Makale
------------------------------------

DUYGULARA BAŞVURMA SAÇMA(LIK)LARI/SAFSATALARI: TEHDİT ile/ve/||/<> DUYGU ile/ve/||/<> ÖNYARGILI DİL ile/ve/||/<> MAZERET
( ARGUMENT FROM FORCE vs./and/||/<> ARGUMENT TO PITY vs./and/||/<> PREJUDICIAL LANGUAGE vs./and/||/<> FALLACY OF SPECIAL PLEADING )

SAÇMA(LIK)LAR/SAFSATALAR ile/ve/||/<> HATALAR
( FALLACIES vs./and/||/<> MISTAKES/WRONGS )

KIYASLAMA HATALARI: GENELLEŞTİRME ile/ve/||/<> ÖZELLEŞTİRME
( FALLACY OF CONVERSE ACCIDENT vs./and/||/<> FALLACY OF ACCIDENT )

SINIFLANDIRMA HATALARI: BÜTÜNLEME ile/ve/||/<> İNDİRGEME
( FALLACY OF COMPOSITION vs./and/||/<> FALLACY OF DIVISION ) )


- SAÇMA(LIK)LAR / SAFSATALAR ile/değil/yerine FaRkLaR

( Sözcükler: "SEN ..." / "SEN DE ..." ile başlatılan/saldırılan "tanımlar".
* Tanım/açıklama: Tartışmada, öteki kişinin söz ve hareketlerini, kendi görüşünü savunmada kanıt olarak kullanma. | "Bir savın doğruluğunun, savı geliştiren kişinin, kişiliği ile ilgisi olduğu" "savı". | Bir kişinin önerileri yerine, önerinin reddedilmesini sağlamak üzere, kişiye sövülerek yapılan saldırı.
Örnek: - "Senin müdür hakkında söylediklerini duydum. Nankör adam! Sen müdürün o kadar ekmeğini yedin!"
- "...yı şu yaptıysa doğrudur/yanlıştır."
- "...yı savunuyorsa ahlâksızın tekiymiş."
Lat./İng.: ARGUMENTUM AD HOMINEM

* Tanım/açıklama: Tepkisel indirgemecilik.
Örnek:
- ... sorununun bu hâle gelmesinin toplumsal, ekonomik, politik bir sürü nedeni var.
- "Terör örgütünü mü savunuyorsun bana?!..."
İng.: STRAW MAN

Sözcük: "ONA BAKARSAN ..." ile başlayan "tanımlar".
Tanım/açıklama: "Ortak özellik gösteren iki önermenin birbiriyle aynı olması ya da birbirine çok benzemesi gerektiği" "savı". ZAYIF BENZETME
Örnek: "Osmanlı İmparatorluğu da tıpkı Roma İmparatorluğu gibi parçalanmıştır."
İng.: WEAK ANALOGY

Sözcük: "HERKES ..." ile başlayan "tanımlar".
Tanım/açıklama: "Çoğunluğun benimsediğinin doğru olduğu" "savı".

------------------------------------

Veri kümesi satırları:
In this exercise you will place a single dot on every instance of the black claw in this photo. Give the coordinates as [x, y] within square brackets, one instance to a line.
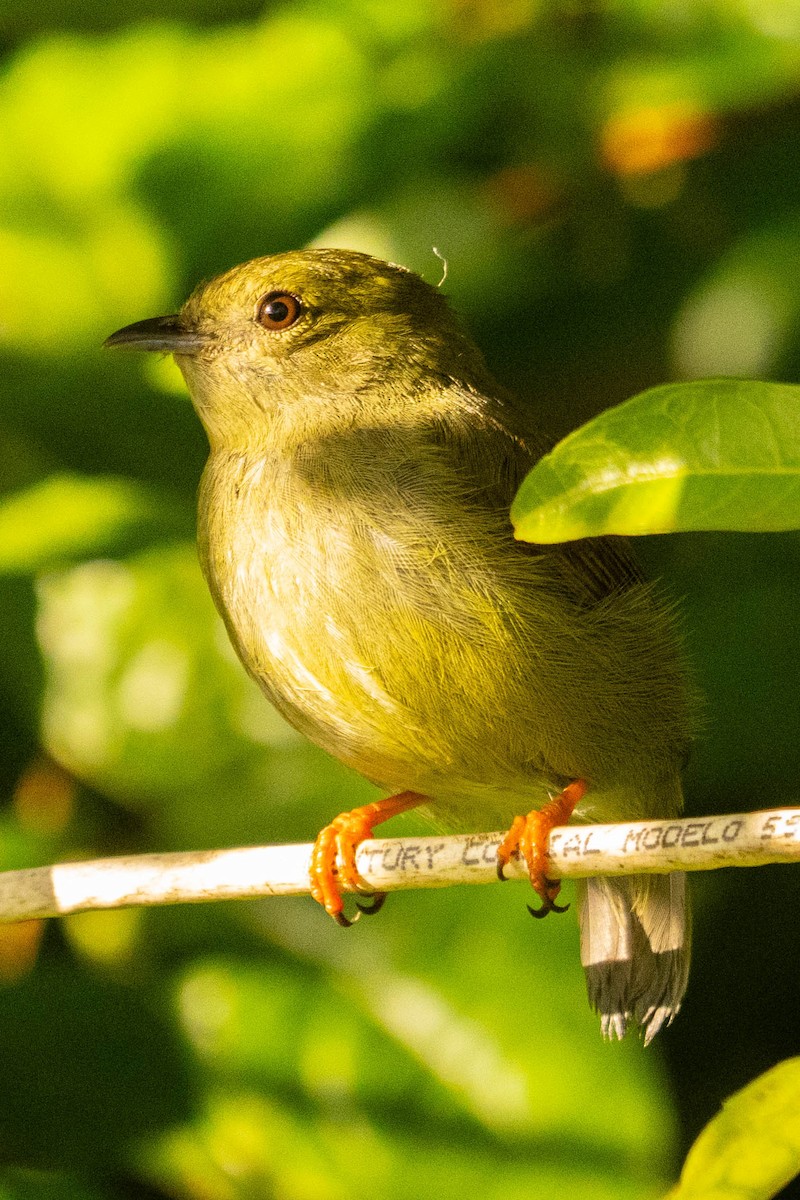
[547, 905]
[377, 900]
[344, 922]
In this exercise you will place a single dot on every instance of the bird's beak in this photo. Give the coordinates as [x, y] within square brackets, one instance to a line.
[169, 334]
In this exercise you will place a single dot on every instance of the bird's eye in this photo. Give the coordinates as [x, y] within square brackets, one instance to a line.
[277, 311]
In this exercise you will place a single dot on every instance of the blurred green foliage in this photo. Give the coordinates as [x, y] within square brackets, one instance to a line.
[614, 186]
[715, 454]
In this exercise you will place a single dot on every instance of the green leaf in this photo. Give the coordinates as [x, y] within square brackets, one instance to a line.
[68, 516]
[752, 1147]
[717, 454]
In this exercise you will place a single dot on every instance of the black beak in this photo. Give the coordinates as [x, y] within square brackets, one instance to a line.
[167, 334]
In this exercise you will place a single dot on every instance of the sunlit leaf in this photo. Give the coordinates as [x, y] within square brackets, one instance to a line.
[752, 1147]
[719, 454]
[71, 516]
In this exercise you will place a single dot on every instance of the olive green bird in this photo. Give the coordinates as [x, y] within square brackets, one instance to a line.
[354, 532]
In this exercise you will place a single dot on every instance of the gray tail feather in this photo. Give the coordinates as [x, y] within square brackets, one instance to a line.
[635, 948]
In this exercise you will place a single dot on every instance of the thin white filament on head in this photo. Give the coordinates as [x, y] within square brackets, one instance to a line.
[444, 262]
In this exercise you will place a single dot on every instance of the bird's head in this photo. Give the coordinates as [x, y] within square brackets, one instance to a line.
[306, 339]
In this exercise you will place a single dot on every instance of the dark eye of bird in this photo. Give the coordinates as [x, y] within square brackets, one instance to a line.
[277, 310]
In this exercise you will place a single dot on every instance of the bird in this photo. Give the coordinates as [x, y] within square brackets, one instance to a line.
[354, 532]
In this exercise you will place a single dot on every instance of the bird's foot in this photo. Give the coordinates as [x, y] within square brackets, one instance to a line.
[332, 861]
[528, 835]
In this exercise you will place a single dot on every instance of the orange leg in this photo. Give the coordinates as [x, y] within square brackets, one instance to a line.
[341, 839]
[529, 835]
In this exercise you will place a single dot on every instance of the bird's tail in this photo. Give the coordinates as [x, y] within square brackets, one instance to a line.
[635, 948]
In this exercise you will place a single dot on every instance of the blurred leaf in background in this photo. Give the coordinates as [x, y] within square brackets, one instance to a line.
[614, 189]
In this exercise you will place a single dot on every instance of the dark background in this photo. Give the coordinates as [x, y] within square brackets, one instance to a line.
[615, 189]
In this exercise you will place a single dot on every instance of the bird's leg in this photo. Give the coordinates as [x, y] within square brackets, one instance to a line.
[341, 839]
[529, 835]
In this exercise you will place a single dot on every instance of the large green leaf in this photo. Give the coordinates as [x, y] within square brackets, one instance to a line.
[752, 1147]
[717, 454]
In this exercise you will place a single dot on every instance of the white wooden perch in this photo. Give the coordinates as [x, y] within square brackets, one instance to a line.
[388, 864]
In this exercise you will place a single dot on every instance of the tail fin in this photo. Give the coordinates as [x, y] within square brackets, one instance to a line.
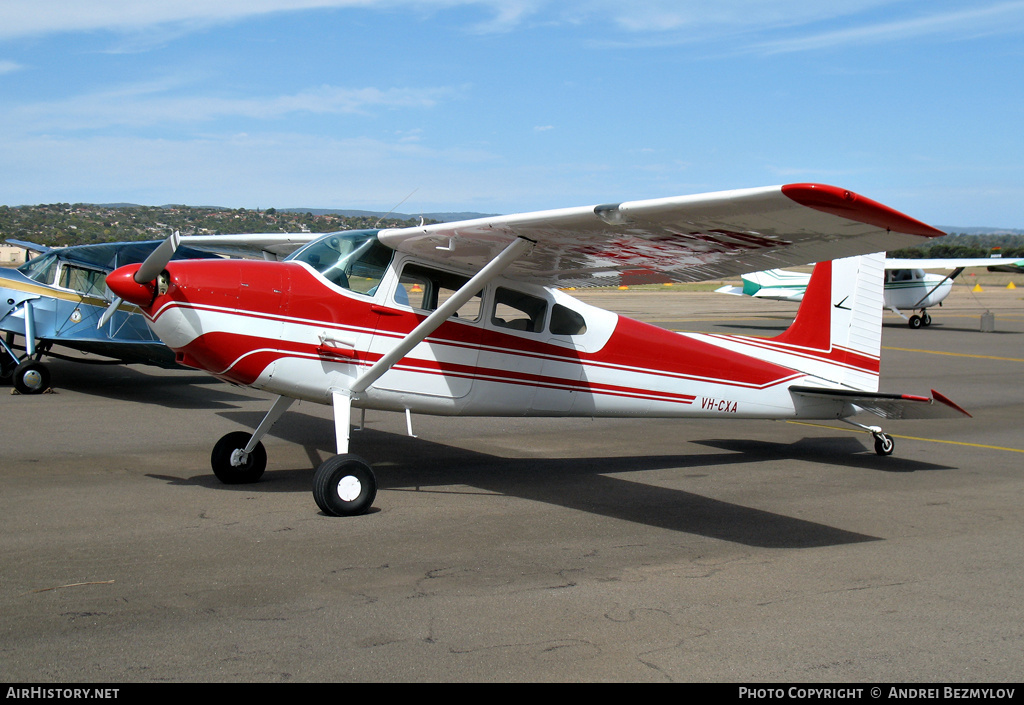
[839, 323]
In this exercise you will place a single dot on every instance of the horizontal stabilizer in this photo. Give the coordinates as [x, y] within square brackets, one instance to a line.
[888, 406]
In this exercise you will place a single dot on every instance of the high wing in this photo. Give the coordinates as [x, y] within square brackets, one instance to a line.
[683, 239]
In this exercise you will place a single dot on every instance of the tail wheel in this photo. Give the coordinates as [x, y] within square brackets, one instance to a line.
[884, 444]
[344, 486]
[31, 377]
[231, 465]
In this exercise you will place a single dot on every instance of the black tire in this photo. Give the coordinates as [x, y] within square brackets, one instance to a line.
[884, 444]
[344, 486]
[229, 473]
[31, 377]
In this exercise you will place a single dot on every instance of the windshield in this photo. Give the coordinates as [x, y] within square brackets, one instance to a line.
[353, 260]
[42, 268]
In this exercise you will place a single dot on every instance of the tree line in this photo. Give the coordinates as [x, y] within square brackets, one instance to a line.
[62, 223]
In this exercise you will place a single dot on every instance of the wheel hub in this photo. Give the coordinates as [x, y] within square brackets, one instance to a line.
[33, 379]
[349, 488]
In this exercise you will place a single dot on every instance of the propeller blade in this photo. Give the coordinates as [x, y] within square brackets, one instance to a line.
[156, 262]
[110, 312]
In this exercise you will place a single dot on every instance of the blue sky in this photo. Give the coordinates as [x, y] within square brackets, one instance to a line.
[505, 107]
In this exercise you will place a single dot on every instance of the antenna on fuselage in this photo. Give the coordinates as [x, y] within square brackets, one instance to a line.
[395, 207]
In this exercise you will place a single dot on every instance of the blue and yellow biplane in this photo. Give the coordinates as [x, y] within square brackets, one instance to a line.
[57, 298]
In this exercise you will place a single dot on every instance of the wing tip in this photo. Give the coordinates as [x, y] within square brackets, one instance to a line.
[849, 205]
[949, 403]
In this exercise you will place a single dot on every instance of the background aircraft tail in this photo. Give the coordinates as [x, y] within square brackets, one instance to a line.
[838, 329]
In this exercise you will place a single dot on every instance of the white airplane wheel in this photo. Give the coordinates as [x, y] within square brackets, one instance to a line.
[31, 377]
[884, 444]
[344, 486]
[228, 463]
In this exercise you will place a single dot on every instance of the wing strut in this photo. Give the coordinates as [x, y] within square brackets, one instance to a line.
[493, 270]
[956, 273]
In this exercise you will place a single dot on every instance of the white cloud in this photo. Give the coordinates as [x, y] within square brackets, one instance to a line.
[972, 23]
[155, 104]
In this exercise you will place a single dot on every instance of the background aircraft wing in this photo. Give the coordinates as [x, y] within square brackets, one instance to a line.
[265, 245]
[948, 263]
[32, 248]
[684, 239]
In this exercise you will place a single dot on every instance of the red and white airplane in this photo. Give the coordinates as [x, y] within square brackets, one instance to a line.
[469, 318]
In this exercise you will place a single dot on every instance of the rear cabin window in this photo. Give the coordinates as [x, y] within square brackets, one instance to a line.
[517, 310]
[564, 321]
[426, 289]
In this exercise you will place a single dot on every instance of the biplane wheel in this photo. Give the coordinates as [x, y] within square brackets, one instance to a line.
[31, 377]
[884, 444]
[225, 463]
[344, 486]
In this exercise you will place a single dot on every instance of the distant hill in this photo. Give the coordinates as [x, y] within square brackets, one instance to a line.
[979, 231]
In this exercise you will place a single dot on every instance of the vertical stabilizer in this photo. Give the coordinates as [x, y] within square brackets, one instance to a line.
[839, 323]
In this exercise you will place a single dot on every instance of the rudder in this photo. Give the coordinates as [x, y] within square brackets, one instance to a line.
[839, 322]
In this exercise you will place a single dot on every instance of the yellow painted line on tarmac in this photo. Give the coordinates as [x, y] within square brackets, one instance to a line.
[912, 438]
[954, 355]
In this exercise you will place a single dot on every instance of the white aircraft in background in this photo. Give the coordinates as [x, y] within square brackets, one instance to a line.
[469, 319]
[907, 286]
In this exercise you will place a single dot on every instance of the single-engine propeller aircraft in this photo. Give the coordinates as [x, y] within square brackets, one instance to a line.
[465, 319]
[907, 286]
[57, 297]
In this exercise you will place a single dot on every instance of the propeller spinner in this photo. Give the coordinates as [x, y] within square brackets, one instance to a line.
[135, 285]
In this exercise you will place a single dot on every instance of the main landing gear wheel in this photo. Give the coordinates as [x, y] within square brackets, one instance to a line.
[344, 486]
[31, 377]
[231, 465]
[884, 444]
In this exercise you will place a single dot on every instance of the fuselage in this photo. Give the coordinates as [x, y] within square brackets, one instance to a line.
[915, 289]
[56, 300]
[305, 327]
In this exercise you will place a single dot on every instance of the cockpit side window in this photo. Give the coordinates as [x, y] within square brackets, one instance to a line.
[518, 310]
[352, 260]
[82, 280]
[426, 289]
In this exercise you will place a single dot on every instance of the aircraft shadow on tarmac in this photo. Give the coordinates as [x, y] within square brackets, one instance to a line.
[414, 464]
[177, 389]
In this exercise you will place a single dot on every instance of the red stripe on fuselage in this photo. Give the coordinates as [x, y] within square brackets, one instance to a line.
[291, 293]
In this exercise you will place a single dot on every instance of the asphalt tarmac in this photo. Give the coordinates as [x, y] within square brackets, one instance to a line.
[525, 550]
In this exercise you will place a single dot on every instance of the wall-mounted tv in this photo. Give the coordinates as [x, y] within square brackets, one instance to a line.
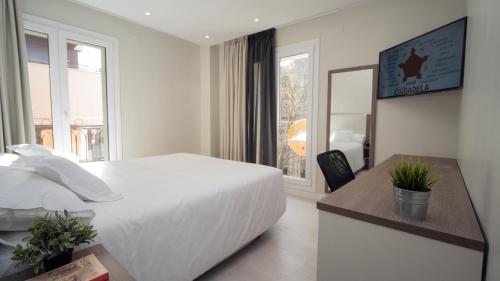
[431, 62]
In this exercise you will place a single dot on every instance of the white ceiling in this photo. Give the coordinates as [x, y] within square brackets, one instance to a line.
[220, 19]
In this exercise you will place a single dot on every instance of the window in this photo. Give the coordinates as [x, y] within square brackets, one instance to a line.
[297, 103]
[73, 89]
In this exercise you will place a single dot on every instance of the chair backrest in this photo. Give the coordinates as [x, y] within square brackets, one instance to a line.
[336, 169]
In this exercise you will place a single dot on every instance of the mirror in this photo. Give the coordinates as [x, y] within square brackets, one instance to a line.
[352, 101]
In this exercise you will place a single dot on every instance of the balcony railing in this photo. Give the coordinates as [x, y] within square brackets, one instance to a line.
[88, 142]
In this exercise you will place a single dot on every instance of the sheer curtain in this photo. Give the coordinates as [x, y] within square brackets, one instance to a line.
[261, 106]
[16, 121]
[233, 100]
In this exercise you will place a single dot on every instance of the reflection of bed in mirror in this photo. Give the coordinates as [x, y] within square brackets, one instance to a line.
[351, 144]
[352, 114]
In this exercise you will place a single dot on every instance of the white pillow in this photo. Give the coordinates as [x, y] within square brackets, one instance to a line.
[359, 138]
[342, 136]
[67, 173]
[39, 150]
[6, 159]
[25, 195]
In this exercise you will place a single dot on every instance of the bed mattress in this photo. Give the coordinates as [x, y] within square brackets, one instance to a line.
[183, 213]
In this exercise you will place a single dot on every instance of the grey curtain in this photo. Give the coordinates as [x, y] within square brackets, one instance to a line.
[233, 100]
[261, 107]
[16, 121]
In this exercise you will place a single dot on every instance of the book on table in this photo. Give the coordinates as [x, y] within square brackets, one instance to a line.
[85, 269]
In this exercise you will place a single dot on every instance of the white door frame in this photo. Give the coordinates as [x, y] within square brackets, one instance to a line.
[58, 35]
[312, 48]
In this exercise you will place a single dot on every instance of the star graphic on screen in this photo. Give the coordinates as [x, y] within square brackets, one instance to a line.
[412, 66]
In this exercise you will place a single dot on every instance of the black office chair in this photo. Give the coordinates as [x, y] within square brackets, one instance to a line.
[336, 169]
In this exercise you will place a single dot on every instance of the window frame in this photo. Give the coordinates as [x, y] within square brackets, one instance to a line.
[58, 34]
[312, 48]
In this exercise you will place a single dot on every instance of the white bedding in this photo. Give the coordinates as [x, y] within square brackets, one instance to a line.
[182, 213]
[353, 152]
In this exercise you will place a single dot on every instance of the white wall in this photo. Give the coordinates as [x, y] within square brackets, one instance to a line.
[159, 79]
[354, 36]
[479, 130]
[205, 101]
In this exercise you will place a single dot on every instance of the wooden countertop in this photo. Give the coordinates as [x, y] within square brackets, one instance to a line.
[450, 215]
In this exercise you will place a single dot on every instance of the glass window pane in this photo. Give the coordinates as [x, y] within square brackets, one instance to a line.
[87, 101]
[37, 45]
[293, 114]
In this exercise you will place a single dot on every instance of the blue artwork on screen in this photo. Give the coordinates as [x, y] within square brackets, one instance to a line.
[431, 62]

------------------------------------

Yönergeler
[A] Safsatalar üzerine makalede "İng.:" ya da "Lat./İng.:" etiketinden sonra hangi adlar veriliyor? Hepsini sıralayın.
[B] Satırları, istekler de dahil olmak üzere, "the black office" ifadesini içeren satırdan başlayıp satırların sonunda bitecek biçimde (iki uç da dahil) yeniden yazar mısınız? Yazarken yanıtlardaki koordinatları 2,3 ile çarparak ölçekleyin ve tam sayıya yuvarlayın (yarımlar yukarı).

Görev yanıtları
[A]
ARGUMENTUM AD HOMINEM
STRAW MAN
WEAK ANALOGY

[B]
In this exercise you will place a single dot on every instance of the black office chair in this photo. Give the coordinates as [x, y] within square brackets, one instance to a line.
[773, 389]
In this exercise you will place a single dot on every instance of the window frame in this photo. Give the coordinates as [x, y] within square brackets, one instance to a line.
[133, 78]
[718, 110]
In this exercise you will place a single dot on every instance of the white bedding in this photo. Give the coordinates as [x, y] within square brackets, one instance to a line.
[419, 490]
[812, 350]
In this exercise you will place a single dot on every instance of the white wall in this photo. Give the coordinates as [x, y] within square brackets, one instance to a line.
[366, 182]
[814, 83]
[1102, 299]
[472, 232]
In this exercise you will place a single dot on every instance of the wooden countertop in this photo. Give the coordinates as [x, y] within square brackets, one instance to a line.
[1035, 495]
In this exercise you will place a single dot on every instance of the glass window pane in this photo. Give the coordinates as [x, y] within square brackets, one instance to a line.
[200, 232]
[85, 104]
[674, 262]
In this exercise you will place a single dot on every instance of the blue artwork on screen in this photo. Give the coordinates as [x, y] within square brackets, one instance to a line.
[991, 143]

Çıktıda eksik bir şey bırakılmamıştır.